::: EXTRAIT FOURNI :::

Cara Solak nous propose une romance-dystopie, dans un monde qui tente de se reconstruire après la « grande catastrophe ». Une majorité de la population devenue stérile, les rares féconds sont cloitrés derrière les murs d'imposantes cités, elles-mêmes divisées en districts.
Tout est millimétré, calculé, étudié afin de repeupler la Terre : les accouplements sont obligatoires et forcés, les couples choisis selon des algorithmes au détriment des sentiments humains, les femmes ne sont plus que des « mères porteuses-pondeuses » : elles doivent enfanter beaucoup, et vite, mettant parfois en danger leur santé.
Et les émotions comme l'amour, l'amitié, sont bannies.
Si l'aspect procréation est très surveillé, c'est aussi le cas de la vie en général, dans une société telle que Valeria où habite Lilas.
Lilas, une jeune femme de vingt-neuf ans, féconde, qui cumule deux métiers : médecin et assignée au ministère de la procréation. Derrière ses sourires factices se dissimule une peur incontrôlable de briser les règles. Lilas interprète alors le parfait petit mouton, désirant se fondre dans la masse, tout pourvu qu'elle ne subisse pas les foudres des Gardiens, cette « police » consacrée à la maitrise du peuple.

:::

◆ **ACTIONS REQUISES**
A. Recopiez l'extrait entre « Cara Solak nous » et « où habite Lilas. », bornes comprises, en remplaçant « Valeria » par « Aurelia ».
B. D'après l'extrait, quels sont les deux métiers exercés par Lilas ?

::: LIGNES EXTRAITES :::

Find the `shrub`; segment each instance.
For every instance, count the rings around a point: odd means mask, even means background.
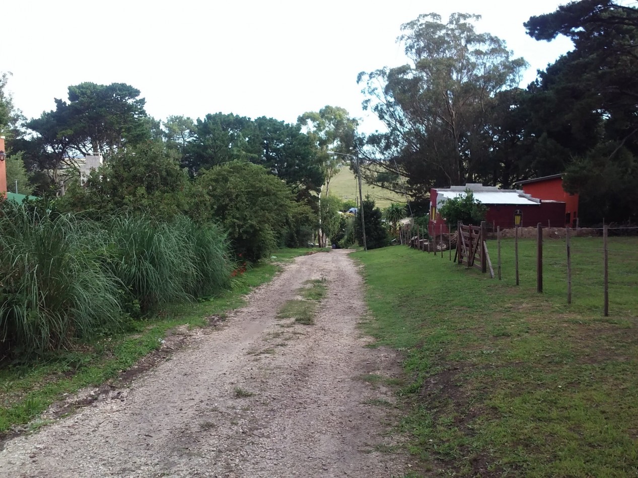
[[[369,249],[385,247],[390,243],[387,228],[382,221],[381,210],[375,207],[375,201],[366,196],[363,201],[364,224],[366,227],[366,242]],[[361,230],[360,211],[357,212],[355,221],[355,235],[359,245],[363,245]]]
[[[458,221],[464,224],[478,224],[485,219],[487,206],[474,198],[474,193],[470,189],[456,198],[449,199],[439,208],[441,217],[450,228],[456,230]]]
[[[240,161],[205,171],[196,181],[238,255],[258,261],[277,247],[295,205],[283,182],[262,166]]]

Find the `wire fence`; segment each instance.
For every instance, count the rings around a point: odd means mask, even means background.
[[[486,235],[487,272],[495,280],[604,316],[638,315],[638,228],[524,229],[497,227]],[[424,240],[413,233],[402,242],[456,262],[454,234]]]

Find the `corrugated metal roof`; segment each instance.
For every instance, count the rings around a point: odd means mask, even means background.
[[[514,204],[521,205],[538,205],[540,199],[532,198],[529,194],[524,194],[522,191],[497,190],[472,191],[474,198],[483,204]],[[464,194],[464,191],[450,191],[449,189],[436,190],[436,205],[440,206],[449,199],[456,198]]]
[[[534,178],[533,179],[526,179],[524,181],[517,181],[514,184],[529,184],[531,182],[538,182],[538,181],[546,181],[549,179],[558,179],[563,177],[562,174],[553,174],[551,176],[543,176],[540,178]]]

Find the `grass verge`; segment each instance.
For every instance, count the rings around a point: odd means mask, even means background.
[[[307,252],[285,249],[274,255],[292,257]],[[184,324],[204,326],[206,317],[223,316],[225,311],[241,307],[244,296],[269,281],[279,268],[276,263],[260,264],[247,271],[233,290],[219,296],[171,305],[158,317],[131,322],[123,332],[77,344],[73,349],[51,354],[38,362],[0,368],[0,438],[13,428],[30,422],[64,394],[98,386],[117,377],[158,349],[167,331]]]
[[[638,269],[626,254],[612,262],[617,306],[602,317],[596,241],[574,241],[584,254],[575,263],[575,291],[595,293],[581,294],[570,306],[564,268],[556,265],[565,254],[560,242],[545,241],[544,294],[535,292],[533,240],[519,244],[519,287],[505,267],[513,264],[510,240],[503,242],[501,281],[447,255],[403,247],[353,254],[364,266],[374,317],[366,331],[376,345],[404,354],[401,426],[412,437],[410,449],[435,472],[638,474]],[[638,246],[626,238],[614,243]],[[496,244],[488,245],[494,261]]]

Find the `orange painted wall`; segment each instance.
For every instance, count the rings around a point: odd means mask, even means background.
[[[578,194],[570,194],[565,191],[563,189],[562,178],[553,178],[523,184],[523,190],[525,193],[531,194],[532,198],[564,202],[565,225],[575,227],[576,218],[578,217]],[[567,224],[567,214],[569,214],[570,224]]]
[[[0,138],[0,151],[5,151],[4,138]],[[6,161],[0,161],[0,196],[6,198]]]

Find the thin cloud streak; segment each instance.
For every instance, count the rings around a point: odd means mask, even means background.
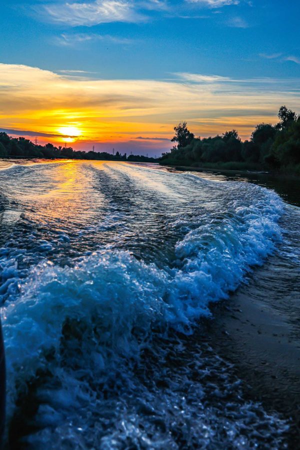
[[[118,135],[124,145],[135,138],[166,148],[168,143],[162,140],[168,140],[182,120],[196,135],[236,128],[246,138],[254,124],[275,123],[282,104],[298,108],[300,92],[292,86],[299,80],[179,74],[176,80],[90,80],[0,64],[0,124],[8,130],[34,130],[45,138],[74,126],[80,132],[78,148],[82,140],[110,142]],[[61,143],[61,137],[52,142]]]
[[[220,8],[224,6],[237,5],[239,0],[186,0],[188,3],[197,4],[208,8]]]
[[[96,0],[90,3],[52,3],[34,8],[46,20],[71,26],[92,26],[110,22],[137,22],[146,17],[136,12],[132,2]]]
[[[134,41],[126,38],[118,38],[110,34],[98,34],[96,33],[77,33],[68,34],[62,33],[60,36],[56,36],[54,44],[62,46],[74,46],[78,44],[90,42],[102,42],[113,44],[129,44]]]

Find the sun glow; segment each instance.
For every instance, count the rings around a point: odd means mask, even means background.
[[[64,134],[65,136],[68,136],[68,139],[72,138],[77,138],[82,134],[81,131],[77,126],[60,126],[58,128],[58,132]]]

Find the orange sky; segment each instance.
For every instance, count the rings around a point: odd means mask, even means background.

:::

◆ **RÉPONSES DANS L'ORDRE**
A.
Cara Solak nous propose une romance-dystopie, dans un monde qui tente de se reconstruire après la « grande catastrophe ». Une majorité de la population devenue stérile, les rares féconds sont cloitrés derrière les murs d'imposantes cités, elles-mêmes divisées en districts.
Tout est millimétré, calculé, étudié afin de repeupler la Terre : les accouplements sont obligatoires et forcés, les couples choisis selon des algorithmes au détriment des sentiments humains, les femmes ne sont plus que des « mères porteuses-pondeuses » : elles doivent enfanter beaucoup, et vite, mettant parfois en danger leur santé.
Et les émotions comme l'amour, l'amitié, sont bannies.
Si l'aspect procréation est très surveillé, c'est aussi le cas de la vie en général, dans une société telle que Aurelia où habite Lilas.

B. Elle est médecin et assignée au ministère de la procréation.